Task objective:
Reproduce the lines from the start through the line containing "x=457, y=249", requests included, and offset every coordinate in the answers by -129. Leave the pictures out.

Data for processing:
╔══

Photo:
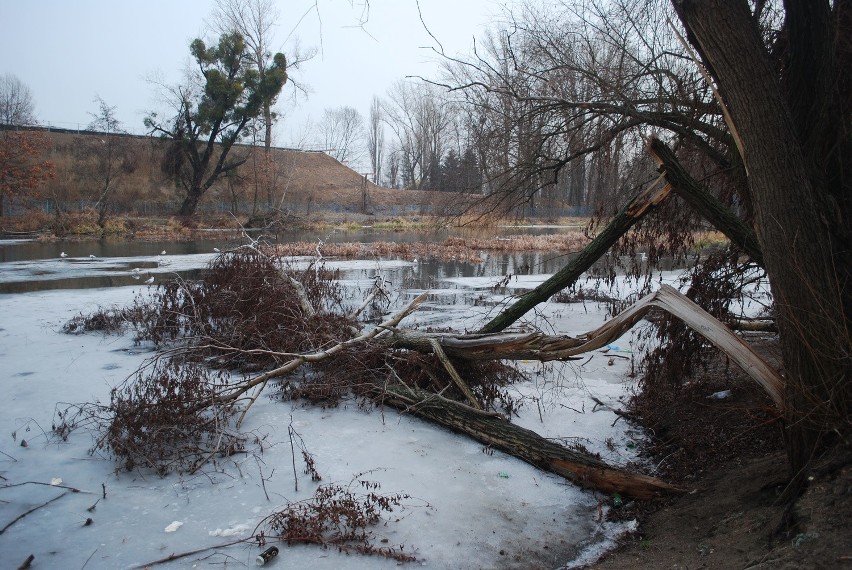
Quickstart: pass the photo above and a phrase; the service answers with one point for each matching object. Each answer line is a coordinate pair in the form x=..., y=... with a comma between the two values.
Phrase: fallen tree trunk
x=493, y=430
x=634, y=211
x=539, y=346
x=677, y=180
x=703, y=202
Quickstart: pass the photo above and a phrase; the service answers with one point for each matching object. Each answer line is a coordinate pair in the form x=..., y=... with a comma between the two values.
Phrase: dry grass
x=457, y=249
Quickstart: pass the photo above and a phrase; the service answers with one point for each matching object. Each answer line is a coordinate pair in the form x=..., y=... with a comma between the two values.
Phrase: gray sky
x=70, y=51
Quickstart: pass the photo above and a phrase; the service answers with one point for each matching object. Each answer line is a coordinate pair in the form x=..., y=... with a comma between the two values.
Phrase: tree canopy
x=210, y=118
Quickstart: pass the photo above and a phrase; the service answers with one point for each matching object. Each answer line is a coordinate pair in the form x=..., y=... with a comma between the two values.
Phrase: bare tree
x=420, y=118
x=342, y=133
x=376, y=138
x=104, y=159
x=211, y=115
x=16, y=101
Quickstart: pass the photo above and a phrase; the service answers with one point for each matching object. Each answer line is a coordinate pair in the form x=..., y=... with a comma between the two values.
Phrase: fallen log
x=626, y=218
x=495, y=431
x=703, y=202
x=539, y=346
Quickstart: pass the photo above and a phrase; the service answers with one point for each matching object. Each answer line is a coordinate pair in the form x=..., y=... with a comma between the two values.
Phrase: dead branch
x=37, y=507
x=178, y=556
x=577, y=466
x=448, y=366
x=317, y=356
x=538, y=346
x=635, y=210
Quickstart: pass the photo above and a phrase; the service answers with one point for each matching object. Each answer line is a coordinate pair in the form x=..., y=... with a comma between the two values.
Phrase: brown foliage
x=338, y=517
x=247, y=311
x=21, y=164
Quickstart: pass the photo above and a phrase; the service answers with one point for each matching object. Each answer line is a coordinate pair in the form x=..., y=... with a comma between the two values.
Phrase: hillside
x=302, y=183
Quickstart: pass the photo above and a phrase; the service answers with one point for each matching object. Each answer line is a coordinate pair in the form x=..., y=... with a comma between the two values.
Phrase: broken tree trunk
x=493, y=430
x=539, y=346
x=703, y=202
x=634, y=211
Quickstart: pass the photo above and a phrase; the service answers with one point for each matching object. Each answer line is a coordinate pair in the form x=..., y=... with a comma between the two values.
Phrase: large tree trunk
x=791, y=221
x=493, y=430
x=705, y=203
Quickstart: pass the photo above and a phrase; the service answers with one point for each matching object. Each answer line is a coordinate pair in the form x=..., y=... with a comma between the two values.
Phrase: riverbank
x=729, y=453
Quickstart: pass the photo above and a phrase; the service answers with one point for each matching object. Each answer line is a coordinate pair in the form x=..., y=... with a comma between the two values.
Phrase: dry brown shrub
x=337, y=517
x=165, y=419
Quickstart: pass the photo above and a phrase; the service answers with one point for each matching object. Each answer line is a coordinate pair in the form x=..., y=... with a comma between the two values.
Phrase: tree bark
x=493, y=430
x=791, y=223
x=704, y=203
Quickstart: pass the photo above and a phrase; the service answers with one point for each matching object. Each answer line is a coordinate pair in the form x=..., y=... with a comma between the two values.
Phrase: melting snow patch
x=237, y=530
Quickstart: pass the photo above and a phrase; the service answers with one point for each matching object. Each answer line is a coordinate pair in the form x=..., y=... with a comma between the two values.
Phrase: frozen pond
x=470, y=508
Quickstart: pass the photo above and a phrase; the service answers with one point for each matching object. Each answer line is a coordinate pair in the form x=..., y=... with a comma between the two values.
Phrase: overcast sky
x=70, y=51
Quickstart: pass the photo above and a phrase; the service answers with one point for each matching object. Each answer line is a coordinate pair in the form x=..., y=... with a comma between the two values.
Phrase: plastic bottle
x=266, y=555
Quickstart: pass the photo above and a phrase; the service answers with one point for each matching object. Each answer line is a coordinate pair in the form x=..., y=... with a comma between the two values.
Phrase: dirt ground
x=728, y=453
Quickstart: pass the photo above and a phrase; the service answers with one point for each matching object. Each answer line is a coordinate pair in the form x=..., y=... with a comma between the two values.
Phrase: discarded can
x=266, y=555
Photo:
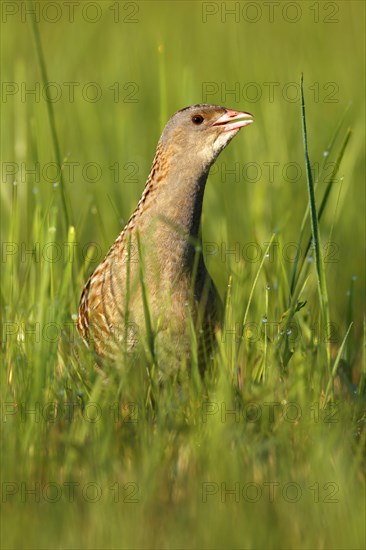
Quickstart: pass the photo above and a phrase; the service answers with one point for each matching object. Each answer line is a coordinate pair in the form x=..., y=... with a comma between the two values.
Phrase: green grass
x=115, y=460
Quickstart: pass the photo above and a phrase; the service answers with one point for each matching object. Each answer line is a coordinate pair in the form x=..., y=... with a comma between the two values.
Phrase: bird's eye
x=197, y=119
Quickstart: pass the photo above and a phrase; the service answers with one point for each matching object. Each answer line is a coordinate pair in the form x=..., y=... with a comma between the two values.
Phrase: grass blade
x=319, y=262
x=66, y=206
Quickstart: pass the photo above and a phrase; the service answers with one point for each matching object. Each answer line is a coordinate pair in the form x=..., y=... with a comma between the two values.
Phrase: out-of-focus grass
x=108, y=468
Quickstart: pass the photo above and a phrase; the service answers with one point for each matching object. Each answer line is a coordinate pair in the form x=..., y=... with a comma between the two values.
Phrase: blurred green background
x=119, y=70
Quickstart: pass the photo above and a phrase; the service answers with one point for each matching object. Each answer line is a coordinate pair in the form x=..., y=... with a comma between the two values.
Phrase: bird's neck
x=169, y=211
x=174, y=193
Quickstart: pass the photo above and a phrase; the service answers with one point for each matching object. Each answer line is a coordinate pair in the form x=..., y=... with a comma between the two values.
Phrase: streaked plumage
x=166, y=222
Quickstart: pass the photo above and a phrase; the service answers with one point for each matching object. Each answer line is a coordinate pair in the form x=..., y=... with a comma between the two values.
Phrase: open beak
x=232, y=120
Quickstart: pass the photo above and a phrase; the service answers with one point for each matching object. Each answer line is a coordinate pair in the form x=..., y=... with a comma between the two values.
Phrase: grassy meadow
x=267, y=451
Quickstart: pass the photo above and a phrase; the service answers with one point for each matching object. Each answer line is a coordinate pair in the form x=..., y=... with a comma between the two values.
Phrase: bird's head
x=199, y=133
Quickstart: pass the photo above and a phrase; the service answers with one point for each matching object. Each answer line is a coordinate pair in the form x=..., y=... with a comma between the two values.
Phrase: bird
x=153, y=286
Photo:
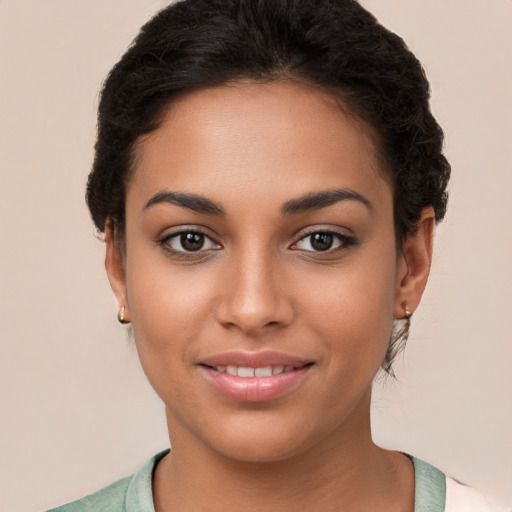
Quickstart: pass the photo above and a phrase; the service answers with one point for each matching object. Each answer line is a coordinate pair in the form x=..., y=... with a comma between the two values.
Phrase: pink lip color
x=254, y=389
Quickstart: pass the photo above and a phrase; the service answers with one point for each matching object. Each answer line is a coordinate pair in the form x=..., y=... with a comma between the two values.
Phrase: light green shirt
x=134, y=493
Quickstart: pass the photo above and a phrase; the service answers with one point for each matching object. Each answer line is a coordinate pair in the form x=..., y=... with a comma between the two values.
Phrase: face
x=261, y=273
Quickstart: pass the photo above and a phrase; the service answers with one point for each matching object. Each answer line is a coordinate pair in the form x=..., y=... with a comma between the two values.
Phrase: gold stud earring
x=123, y=317
x=408, y=314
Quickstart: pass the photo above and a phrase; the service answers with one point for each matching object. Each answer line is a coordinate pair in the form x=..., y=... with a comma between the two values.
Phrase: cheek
x=352, y=312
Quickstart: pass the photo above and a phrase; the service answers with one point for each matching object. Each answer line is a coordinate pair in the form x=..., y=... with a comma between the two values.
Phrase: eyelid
x=181, y=230
x=344, y=239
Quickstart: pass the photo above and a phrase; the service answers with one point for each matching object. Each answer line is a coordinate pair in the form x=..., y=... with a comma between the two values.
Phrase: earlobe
x=414, y=265
x=115, y=269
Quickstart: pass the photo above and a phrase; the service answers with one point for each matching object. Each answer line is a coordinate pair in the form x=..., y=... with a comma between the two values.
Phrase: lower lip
x=255, y=389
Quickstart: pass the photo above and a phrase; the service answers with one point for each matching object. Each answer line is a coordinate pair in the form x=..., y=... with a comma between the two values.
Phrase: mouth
x=259, y=371
x=255, y=377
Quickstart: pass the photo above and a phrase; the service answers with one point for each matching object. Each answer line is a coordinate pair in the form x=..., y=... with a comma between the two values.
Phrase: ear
x=413, y=265
x=115, y=269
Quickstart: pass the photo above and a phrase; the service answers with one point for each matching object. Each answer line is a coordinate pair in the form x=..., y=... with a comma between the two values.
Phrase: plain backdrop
x=77, y=412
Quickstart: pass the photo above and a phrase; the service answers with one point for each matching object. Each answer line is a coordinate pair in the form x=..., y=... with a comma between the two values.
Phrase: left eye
x=190, y=241
x=320, y=242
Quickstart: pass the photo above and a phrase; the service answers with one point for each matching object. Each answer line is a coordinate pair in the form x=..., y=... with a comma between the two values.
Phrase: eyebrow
x=194, y=202
x=321, y=199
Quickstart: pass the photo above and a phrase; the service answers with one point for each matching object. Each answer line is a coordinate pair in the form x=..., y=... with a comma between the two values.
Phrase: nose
x=255, y=295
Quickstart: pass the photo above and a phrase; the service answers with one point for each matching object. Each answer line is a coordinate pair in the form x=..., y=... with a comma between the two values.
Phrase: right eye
x=189, y=241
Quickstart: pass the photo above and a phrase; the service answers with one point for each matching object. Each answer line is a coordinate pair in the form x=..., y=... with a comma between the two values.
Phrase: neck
x=346, y=471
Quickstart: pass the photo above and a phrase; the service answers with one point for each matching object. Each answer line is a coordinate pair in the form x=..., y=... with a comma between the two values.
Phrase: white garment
x=461, y=498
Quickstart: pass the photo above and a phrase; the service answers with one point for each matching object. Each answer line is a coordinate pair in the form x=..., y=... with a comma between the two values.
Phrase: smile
x=254, y=377
x=247, y=371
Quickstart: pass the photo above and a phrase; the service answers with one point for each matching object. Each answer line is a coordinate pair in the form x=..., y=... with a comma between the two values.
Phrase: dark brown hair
x=335, y=45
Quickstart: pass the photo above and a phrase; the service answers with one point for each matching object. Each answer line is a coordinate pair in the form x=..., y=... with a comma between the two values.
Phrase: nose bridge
x=253, y=297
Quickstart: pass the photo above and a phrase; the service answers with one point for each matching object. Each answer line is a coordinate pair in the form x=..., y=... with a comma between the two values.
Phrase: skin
x=259, y=284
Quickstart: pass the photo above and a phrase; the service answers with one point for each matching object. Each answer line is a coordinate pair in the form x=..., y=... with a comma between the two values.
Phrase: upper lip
x=254, y=359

╚══

Solution to this problem:
Photo:
Quickstart: pass the photo above and a phrase; the service answers with one point for each matching object. Each answer line is a coordinate pair in the form x=..., y=... with a comma between the two values.
Phrase: fallen tree trunk
x=364, y=301
x=505, y=82
x=410, y=217
x=548, y=51
x=574, y=73
Quickstart: pass the photo above and a phrase; the service answers with one point for each matching object. Each answer line is a coordinate pair in the form x=..., y=... with a comma between the two values.
Phrase: dry grass
x=328, y=120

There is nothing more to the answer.